* [Given passage]
Advertisement

Project Delta's food waste moonshot is now part of Google

The team is building an intelligent food distribution system.

Mukhina1 via Getty Images

Food waste in America is a big problem with an estimated 30 - 40 percent of our groceries getting tossed out, costing retailers $57 billion each year. To address this issue, X launched a food waste moonshot in search of a smarter food distribution system. Two and a half years of research and prototyping later, the project is moving up to Google proper for further development at scale.

One of the issues that the X team identified was data siloing within the industry. “Just as food sits in silos across the country, information about food also sits in ‘silos’ in organizations,” Project Delta’s Emily Ma wrote in Medium on Tuesday. “There’s no easy way for food suppliers to share information about their available food, or for food banks to register their needs.”

The X team hopes to recreate the efforts of Kroger and the Southwest Produce Cooperative, which coordinate to route grocery overstock from the supermarkets to food banks in the Tucson, Arizona area, using software. The team has already produced a prototype food distribution system running on Google Cloud, dubbed “Dana-bot” (after Dana Yost, the COO of the Community Food Bank of Southern Arizona). This system, Ma explains, “automatically uploaded information from the Southwest Produce Cooperative’s donated food dataset, categorized and standardized each entry, then matched the food with food banks and food pantries based on real-time needs in the Feeding America network.”

The team has also produced a prototype computer vision system that can help cut down on food waste in commercial kitchens. It essentially watches the trash bin, identifies what is being discarded and tracks how much is getting thrown away in a given time frame. The team set up a 6-month (pre-pandemic) pilot program in 20 Alphabet cafeterias where the cameras collected twice as much data as conventional hand-sorting methods. The team hopes to continue its food identification work once pandemic relents and workers return to Google campuses.

* [Given entries]
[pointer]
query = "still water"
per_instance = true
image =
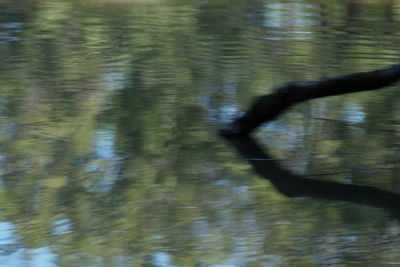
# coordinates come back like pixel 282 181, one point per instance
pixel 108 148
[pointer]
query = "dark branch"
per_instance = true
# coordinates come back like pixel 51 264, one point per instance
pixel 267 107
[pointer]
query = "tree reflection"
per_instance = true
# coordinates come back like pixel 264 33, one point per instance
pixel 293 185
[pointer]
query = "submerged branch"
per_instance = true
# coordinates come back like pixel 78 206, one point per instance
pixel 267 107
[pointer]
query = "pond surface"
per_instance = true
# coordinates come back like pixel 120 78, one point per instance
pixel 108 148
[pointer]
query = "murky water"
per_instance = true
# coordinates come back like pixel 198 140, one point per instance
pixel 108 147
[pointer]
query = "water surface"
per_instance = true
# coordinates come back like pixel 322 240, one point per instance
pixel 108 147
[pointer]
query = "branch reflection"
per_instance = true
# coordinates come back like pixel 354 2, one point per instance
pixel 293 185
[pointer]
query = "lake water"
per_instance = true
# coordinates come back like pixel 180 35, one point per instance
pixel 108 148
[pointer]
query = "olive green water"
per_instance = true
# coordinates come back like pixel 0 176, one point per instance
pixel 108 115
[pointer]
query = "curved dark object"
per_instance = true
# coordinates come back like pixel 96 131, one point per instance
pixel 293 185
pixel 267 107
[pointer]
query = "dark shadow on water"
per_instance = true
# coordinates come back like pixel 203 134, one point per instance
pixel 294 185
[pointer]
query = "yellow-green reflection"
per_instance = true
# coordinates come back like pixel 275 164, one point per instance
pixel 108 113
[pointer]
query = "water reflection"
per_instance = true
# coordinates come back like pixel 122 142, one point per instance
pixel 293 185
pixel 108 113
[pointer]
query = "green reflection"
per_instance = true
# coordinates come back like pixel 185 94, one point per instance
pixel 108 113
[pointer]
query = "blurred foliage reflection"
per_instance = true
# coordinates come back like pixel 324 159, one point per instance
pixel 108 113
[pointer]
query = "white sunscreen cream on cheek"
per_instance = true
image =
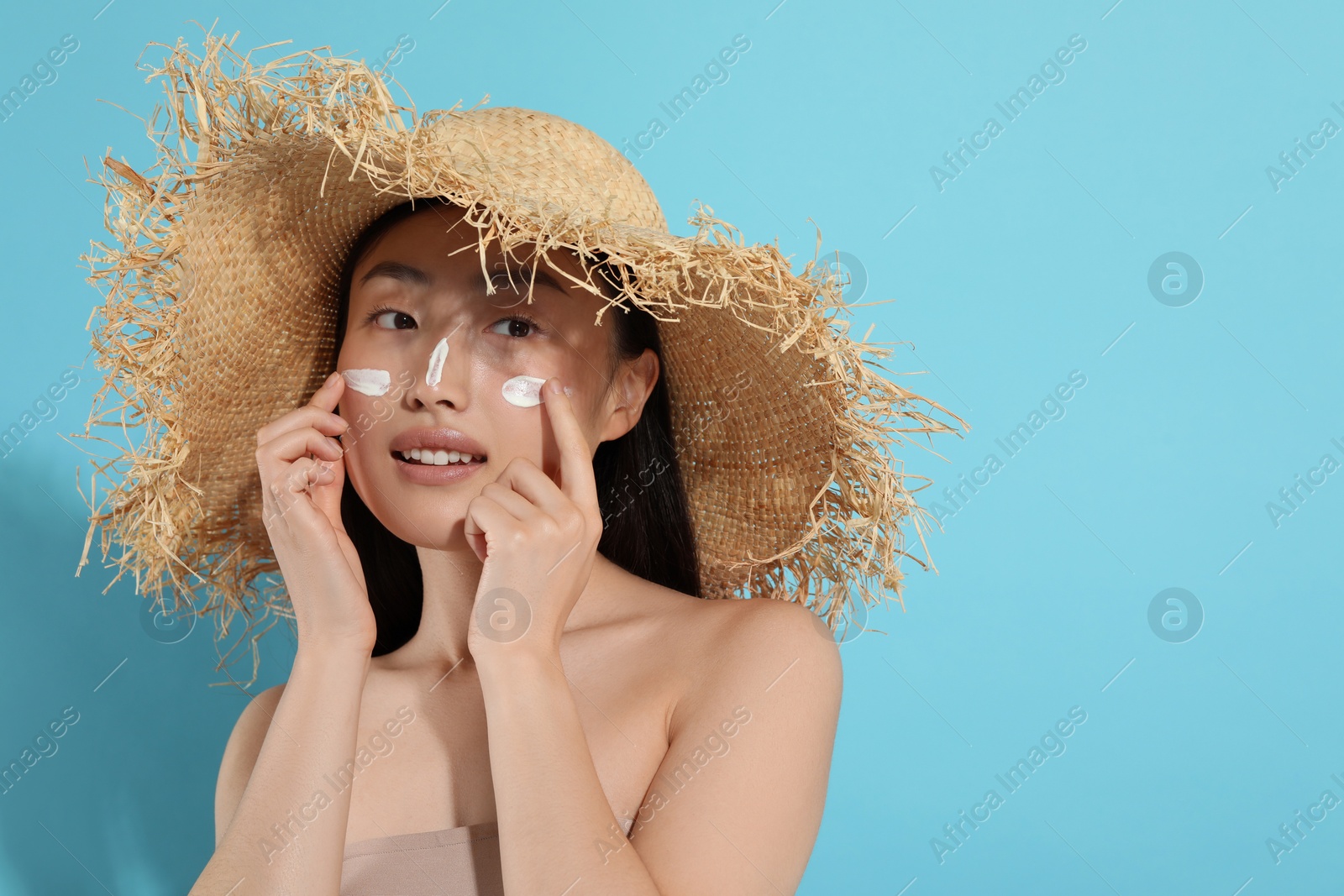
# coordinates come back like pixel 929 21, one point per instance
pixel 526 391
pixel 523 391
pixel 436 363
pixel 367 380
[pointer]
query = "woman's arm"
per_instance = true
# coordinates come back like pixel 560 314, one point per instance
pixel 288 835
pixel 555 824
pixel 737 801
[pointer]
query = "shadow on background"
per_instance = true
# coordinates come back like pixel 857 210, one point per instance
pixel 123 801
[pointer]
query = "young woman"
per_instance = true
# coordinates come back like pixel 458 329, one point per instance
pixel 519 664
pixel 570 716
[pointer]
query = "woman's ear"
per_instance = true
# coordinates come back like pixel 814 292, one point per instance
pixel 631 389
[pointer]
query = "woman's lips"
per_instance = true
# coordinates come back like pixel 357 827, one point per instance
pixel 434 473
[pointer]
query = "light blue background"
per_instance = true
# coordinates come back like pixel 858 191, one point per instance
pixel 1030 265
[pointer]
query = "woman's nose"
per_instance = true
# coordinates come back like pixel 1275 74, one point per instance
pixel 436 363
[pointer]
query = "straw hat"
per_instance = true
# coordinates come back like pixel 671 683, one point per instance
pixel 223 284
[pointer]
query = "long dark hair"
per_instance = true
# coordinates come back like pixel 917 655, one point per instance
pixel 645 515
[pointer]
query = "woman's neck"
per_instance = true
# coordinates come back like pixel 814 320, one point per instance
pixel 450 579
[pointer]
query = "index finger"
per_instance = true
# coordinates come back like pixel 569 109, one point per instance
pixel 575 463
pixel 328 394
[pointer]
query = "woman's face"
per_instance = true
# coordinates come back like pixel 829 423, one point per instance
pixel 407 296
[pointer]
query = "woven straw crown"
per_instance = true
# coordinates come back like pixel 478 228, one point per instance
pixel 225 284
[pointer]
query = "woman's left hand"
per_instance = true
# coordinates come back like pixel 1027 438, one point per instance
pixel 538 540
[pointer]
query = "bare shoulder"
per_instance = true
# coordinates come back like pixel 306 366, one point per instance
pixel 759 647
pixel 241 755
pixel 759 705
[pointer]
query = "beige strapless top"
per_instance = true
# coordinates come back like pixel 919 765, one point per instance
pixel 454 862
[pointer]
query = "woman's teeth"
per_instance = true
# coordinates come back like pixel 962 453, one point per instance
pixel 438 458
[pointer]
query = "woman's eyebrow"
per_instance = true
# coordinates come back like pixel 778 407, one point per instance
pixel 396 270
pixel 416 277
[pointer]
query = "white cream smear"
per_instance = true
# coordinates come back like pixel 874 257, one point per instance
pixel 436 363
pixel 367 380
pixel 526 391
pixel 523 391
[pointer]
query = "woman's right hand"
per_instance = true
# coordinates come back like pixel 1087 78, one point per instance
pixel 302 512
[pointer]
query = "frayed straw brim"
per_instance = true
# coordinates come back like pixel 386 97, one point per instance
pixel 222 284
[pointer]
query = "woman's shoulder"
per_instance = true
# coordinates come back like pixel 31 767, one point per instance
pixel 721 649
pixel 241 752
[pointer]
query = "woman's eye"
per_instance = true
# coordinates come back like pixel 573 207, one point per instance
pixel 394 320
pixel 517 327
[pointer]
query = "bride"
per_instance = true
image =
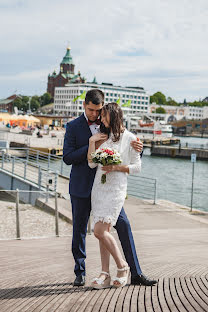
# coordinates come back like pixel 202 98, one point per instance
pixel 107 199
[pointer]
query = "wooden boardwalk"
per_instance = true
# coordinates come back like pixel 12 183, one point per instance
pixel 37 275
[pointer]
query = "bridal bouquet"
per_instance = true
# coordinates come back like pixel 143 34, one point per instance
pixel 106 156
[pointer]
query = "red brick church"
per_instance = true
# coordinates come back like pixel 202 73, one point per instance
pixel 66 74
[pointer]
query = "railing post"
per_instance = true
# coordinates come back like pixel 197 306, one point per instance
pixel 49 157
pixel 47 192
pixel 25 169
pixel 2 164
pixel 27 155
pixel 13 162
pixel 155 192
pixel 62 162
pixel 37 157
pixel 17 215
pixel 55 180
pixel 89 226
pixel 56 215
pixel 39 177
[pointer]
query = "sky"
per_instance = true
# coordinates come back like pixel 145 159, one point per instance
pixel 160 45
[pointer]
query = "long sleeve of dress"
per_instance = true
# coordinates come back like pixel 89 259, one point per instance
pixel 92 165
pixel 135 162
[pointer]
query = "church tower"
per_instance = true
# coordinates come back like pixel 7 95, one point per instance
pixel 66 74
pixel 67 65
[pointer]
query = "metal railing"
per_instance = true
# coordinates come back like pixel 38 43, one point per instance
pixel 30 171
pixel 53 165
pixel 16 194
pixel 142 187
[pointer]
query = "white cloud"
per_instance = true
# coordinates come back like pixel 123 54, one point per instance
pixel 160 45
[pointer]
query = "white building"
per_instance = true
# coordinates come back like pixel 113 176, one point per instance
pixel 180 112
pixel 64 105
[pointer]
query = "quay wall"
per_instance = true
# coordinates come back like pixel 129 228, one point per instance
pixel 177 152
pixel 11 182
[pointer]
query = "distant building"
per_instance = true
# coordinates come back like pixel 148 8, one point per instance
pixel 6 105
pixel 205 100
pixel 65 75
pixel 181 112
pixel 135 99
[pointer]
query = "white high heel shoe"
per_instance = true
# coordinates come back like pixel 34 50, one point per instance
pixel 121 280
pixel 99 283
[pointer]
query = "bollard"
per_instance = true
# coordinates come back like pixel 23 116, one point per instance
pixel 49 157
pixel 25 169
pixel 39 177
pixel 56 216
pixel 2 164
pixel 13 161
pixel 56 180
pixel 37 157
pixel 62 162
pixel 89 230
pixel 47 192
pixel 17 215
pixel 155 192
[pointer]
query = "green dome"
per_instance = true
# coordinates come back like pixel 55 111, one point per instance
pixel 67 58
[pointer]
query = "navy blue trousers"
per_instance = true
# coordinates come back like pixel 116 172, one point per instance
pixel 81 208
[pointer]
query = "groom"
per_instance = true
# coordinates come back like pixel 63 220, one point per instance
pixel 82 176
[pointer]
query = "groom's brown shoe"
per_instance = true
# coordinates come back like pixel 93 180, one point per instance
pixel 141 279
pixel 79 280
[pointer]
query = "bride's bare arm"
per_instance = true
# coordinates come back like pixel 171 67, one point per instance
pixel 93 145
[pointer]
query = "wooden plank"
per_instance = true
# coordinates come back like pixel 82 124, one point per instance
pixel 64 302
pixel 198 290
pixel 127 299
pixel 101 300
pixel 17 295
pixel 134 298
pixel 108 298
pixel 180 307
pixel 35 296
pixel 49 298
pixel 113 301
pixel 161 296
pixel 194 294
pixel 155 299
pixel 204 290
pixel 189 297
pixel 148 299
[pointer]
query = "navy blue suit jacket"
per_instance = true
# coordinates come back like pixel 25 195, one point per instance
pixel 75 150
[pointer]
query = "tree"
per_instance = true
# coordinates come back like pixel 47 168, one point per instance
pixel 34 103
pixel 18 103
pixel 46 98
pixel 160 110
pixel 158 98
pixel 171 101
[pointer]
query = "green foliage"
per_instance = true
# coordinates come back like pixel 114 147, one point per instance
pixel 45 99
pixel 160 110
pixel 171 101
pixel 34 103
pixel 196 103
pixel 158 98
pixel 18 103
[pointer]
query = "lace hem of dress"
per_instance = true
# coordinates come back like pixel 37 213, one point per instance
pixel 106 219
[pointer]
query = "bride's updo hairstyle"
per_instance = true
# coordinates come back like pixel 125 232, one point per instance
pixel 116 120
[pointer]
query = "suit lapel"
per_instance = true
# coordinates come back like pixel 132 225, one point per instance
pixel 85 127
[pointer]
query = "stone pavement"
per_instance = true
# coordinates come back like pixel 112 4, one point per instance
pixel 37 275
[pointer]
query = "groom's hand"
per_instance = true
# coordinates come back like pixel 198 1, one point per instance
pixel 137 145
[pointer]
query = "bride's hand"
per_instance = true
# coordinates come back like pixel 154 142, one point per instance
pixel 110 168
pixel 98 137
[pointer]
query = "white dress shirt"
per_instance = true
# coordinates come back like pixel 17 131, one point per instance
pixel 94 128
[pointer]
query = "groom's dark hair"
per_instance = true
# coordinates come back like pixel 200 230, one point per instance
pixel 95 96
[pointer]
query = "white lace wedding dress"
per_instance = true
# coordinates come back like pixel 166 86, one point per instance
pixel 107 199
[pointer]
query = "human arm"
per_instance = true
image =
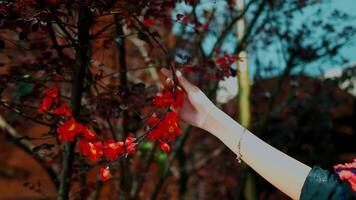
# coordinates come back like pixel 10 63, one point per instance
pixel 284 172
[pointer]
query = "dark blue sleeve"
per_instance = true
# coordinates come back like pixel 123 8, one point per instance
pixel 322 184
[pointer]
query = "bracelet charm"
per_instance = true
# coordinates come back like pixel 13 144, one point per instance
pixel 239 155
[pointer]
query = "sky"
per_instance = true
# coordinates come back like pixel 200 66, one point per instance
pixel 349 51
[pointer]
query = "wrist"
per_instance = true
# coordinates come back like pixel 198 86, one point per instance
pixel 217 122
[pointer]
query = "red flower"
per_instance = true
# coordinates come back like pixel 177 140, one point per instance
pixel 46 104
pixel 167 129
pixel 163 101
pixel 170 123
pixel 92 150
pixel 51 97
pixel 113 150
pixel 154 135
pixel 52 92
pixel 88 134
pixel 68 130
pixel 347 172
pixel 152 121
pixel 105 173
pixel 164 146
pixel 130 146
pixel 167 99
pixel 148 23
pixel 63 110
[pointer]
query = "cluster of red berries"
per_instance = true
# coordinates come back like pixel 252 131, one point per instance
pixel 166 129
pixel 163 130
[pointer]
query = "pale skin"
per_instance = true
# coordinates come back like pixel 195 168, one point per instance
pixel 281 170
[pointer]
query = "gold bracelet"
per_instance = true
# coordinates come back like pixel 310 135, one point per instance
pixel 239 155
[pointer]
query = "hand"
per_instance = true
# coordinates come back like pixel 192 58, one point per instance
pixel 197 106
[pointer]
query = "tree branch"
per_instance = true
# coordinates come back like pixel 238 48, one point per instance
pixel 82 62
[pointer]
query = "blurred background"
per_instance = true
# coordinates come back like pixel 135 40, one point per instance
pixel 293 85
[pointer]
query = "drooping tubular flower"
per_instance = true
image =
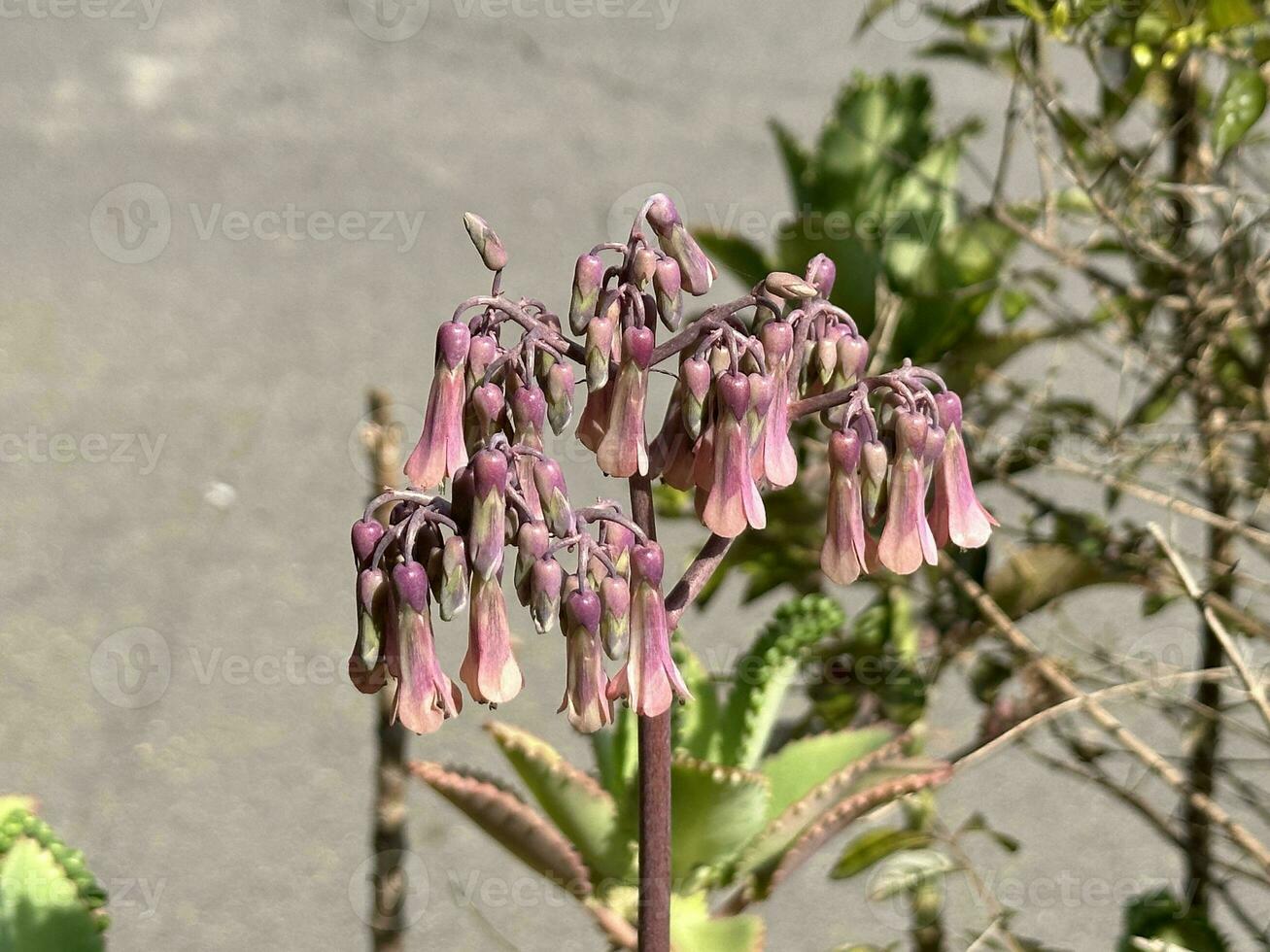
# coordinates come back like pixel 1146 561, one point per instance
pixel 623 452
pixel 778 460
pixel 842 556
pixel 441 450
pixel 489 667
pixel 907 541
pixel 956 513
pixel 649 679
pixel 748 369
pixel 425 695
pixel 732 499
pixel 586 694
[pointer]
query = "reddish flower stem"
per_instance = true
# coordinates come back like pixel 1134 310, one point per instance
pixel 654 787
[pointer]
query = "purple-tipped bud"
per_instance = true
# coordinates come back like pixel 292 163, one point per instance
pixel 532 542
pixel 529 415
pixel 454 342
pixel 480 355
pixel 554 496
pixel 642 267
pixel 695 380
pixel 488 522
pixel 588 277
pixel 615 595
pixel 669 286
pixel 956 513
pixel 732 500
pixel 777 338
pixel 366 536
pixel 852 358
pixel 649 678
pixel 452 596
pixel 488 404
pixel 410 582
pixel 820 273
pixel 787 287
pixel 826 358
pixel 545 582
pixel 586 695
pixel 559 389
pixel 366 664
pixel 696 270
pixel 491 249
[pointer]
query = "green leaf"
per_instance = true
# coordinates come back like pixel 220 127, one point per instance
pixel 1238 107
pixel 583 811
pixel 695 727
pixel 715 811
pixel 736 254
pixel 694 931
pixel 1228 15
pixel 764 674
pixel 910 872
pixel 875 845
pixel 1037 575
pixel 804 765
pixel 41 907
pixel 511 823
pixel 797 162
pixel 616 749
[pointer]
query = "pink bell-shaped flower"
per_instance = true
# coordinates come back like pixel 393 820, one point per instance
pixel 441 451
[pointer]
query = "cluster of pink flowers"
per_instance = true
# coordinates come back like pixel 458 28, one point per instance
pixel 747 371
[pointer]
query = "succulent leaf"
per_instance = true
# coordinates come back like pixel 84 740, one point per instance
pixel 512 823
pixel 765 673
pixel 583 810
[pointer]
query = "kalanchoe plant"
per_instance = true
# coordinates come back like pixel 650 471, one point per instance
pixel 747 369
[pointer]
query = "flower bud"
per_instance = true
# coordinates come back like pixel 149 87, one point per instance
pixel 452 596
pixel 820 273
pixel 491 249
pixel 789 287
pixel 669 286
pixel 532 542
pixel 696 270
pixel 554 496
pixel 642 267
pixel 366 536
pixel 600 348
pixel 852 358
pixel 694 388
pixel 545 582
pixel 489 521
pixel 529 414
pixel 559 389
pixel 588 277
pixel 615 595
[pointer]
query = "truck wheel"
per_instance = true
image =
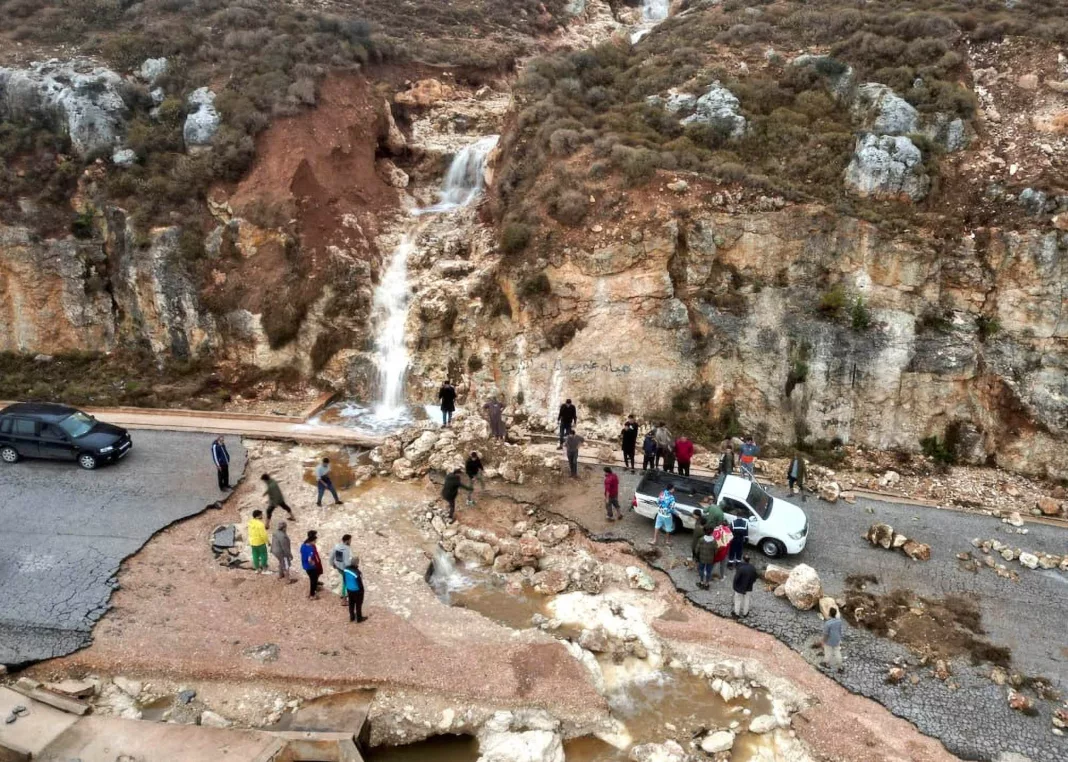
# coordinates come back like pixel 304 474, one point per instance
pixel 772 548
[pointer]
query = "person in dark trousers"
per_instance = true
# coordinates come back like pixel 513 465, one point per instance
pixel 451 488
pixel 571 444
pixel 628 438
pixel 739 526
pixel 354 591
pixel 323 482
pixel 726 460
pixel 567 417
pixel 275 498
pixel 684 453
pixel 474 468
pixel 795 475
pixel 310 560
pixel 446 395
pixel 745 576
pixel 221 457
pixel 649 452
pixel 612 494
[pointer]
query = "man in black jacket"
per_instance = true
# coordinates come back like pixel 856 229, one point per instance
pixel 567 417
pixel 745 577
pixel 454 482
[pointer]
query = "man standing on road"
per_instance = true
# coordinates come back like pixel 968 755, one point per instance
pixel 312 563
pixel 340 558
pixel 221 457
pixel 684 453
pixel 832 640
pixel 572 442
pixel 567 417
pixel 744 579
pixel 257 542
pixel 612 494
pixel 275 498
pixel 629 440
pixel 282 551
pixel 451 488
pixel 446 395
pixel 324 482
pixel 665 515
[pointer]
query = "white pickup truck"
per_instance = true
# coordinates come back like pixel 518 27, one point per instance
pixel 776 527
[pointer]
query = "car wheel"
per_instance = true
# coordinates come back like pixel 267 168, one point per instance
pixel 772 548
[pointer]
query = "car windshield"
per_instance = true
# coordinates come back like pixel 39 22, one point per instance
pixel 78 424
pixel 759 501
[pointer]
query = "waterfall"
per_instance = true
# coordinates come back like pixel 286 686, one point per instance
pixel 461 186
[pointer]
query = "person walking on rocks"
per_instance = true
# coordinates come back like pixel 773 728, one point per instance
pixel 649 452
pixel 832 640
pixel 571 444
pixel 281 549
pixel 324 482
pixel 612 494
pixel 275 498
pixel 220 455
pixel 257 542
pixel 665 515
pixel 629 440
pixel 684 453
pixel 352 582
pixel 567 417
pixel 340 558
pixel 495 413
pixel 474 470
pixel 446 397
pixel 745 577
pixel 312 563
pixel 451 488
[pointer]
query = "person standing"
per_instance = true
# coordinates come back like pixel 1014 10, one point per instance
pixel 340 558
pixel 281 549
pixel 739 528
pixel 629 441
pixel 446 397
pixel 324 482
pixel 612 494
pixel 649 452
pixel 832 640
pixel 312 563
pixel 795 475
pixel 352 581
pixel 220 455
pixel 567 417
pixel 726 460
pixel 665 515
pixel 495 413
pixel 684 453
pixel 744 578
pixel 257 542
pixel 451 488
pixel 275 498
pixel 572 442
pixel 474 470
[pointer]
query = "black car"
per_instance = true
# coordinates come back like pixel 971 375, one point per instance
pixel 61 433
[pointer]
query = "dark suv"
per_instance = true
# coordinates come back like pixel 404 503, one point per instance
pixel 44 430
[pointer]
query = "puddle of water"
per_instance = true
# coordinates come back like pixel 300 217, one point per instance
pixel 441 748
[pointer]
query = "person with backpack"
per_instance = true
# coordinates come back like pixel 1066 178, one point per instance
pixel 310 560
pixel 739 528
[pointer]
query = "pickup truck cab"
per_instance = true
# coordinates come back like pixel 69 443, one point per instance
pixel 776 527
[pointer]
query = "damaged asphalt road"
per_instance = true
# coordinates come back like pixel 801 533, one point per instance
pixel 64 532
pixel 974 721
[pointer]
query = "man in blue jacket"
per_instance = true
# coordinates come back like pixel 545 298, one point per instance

* [Description of the task]
Tell whether each statement agrees with the article on Project Delta. Answer yes or no, and quote the words of the article that settle it.
1. The pilot program in Alphabet cafeterias ran for six months.
2. "Dana-bot" was named after the CEO of the Community Food Bank of Southern Arizona.
3. The cameras in the pilot collected three times as much data as conventional hand-sorting methods.

* [Output]
1. Yes: "The team set up a 6-month (pre-pandemic) pilot program in 20 Alphabet cafeterias"
2. No: "after Dana Yost, the COO of the Community Food Bank of Southern Arizona"
3. No: "the cameras collected twice as much data as conventional hand-sorting methods"